[What is asked] Swap "single dot" for "single point" in the material from the line with "balcony in the photo above." to the line with "(1132, 138)", and write out only those lines again with nothing else changed.

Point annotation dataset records
"""

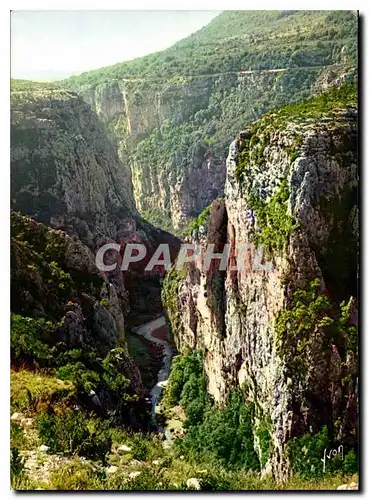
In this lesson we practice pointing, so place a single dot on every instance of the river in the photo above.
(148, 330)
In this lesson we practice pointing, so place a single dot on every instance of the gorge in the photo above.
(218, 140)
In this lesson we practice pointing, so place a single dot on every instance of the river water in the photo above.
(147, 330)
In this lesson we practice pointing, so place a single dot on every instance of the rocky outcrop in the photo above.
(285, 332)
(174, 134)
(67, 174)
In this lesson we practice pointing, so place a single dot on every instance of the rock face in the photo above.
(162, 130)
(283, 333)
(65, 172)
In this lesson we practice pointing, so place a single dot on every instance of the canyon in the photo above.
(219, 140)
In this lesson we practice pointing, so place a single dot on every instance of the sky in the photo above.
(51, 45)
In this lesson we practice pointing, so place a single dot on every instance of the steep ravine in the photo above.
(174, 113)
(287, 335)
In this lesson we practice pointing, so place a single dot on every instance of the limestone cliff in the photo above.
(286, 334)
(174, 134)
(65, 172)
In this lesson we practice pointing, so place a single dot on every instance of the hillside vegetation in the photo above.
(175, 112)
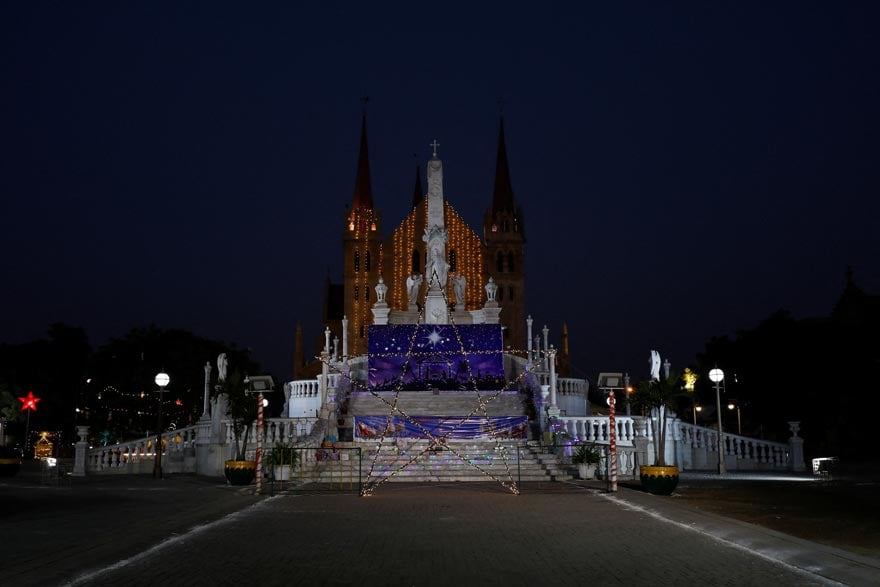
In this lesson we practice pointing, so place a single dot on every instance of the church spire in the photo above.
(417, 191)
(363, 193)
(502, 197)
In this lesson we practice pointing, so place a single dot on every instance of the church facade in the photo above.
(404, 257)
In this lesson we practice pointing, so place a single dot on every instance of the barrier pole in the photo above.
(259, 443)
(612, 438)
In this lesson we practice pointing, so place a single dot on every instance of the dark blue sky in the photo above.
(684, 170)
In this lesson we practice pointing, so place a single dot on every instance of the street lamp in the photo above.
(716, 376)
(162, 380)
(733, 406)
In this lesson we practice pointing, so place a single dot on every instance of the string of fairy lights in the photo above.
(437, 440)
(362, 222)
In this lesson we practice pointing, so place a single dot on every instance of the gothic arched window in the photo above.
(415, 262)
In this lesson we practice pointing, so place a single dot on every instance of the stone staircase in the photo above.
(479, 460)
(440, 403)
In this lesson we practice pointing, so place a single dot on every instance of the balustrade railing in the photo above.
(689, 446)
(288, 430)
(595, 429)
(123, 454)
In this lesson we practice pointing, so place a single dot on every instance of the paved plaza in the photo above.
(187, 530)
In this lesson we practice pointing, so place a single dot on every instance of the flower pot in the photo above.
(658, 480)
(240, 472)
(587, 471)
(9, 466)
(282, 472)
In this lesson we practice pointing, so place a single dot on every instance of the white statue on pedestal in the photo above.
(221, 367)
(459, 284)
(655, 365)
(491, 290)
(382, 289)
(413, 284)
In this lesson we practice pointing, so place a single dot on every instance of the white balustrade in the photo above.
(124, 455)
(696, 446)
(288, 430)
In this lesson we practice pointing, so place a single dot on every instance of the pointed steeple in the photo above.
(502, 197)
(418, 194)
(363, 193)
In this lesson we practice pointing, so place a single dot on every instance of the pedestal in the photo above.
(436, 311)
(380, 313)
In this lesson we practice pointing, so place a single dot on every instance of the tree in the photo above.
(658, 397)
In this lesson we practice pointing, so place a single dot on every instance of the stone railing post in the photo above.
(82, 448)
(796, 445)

"""
"""

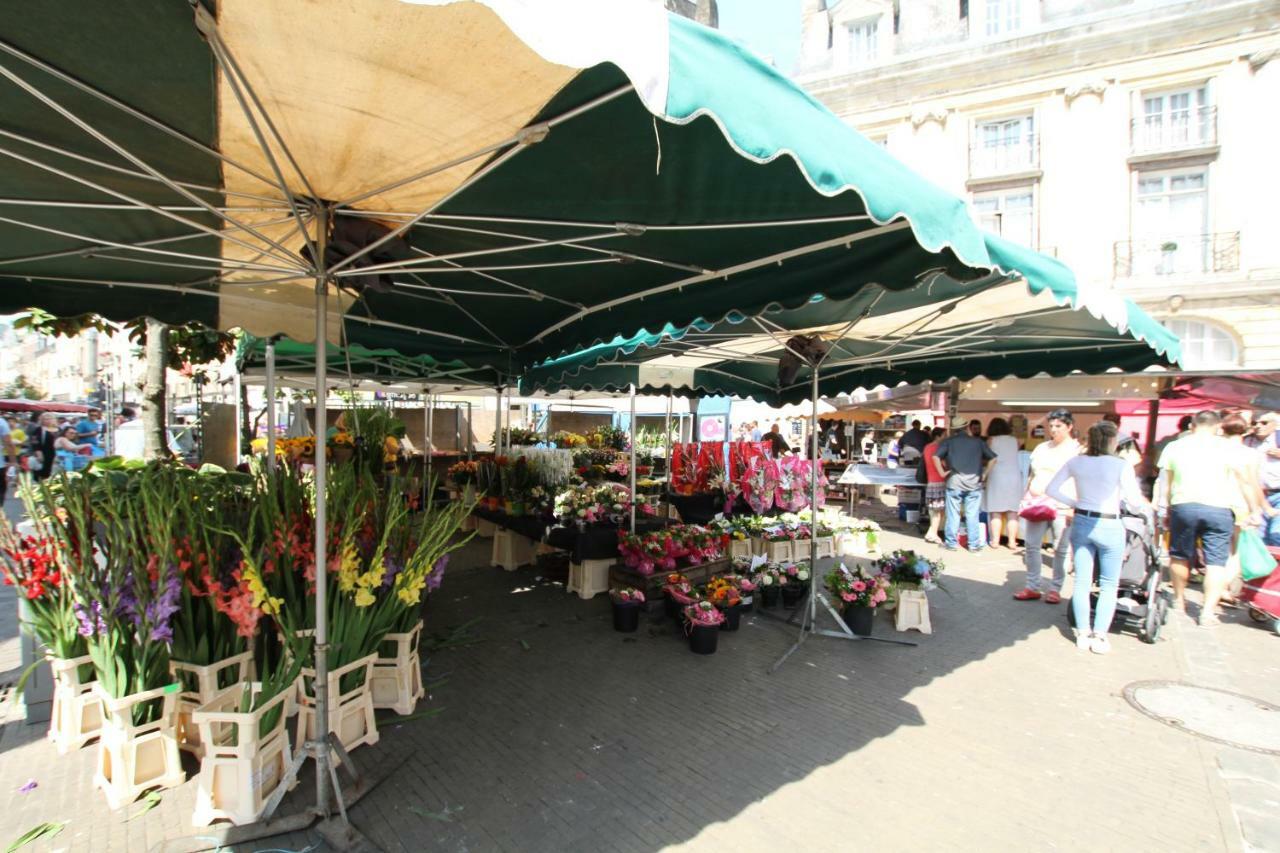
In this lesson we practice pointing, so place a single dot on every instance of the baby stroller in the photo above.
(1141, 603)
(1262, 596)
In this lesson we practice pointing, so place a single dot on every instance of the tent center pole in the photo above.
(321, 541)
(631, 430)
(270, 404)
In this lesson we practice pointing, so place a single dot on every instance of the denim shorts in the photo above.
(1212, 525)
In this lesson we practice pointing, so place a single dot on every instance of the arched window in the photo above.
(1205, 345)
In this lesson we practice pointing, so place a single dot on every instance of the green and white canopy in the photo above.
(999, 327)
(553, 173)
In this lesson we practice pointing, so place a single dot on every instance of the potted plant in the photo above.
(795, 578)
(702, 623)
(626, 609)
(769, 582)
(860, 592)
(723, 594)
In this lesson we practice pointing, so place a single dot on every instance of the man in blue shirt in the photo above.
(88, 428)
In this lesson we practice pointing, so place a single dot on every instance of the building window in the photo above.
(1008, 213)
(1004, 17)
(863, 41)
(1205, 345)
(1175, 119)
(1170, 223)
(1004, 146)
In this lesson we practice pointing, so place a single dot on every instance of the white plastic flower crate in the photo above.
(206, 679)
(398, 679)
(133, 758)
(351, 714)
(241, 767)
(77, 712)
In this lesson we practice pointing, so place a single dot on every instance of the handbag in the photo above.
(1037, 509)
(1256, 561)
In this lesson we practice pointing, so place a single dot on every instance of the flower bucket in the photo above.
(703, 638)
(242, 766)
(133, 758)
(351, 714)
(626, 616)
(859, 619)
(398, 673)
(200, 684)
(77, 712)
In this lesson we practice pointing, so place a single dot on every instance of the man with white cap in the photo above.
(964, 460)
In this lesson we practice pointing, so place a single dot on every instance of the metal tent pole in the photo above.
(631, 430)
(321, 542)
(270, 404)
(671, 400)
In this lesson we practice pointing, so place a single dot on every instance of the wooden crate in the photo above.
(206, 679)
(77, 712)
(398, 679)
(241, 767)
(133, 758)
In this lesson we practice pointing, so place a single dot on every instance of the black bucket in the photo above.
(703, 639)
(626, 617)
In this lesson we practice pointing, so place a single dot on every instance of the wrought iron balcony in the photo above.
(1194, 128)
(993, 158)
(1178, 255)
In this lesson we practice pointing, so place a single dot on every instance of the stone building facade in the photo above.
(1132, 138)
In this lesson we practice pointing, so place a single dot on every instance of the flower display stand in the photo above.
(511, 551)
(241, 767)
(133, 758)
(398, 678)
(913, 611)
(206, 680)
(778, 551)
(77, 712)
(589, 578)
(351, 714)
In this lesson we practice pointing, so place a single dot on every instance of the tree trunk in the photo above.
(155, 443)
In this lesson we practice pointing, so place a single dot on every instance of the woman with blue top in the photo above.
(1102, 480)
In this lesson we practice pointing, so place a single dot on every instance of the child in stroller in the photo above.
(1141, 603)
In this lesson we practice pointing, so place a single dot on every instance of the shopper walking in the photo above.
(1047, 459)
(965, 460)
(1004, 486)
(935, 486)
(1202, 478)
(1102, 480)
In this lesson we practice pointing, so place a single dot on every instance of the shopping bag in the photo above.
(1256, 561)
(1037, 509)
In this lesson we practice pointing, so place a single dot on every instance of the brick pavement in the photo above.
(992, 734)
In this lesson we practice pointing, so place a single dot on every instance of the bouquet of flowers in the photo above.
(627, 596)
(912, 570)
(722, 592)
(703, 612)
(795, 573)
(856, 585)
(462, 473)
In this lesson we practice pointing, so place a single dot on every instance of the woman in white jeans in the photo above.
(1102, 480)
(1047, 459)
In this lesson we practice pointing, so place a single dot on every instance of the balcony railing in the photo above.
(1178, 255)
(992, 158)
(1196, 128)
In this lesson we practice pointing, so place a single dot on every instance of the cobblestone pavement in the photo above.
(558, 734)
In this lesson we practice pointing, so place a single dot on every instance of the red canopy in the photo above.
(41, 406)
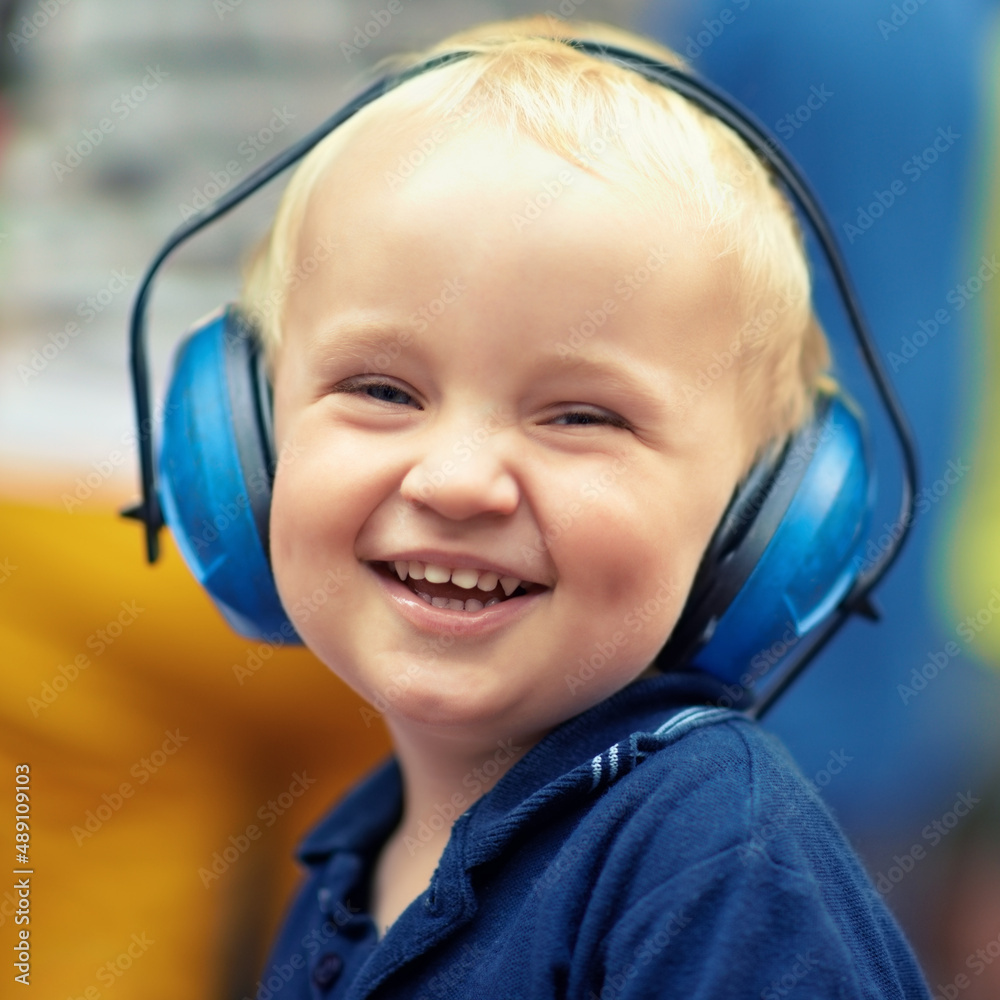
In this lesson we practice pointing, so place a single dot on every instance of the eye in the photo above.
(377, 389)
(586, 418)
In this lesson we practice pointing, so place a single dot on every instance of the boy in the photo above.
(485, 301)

"""

[Response to the task]
In this lesson we practice pointing, so place a single point on every instance of the wrought iron balcony in the photo above.
(1194, 128)
(993, 158)
(1178, 255)
In this lesson we practice pointing, so place a single point on every instance of the stone building facade in the photo above.
(1132, 138)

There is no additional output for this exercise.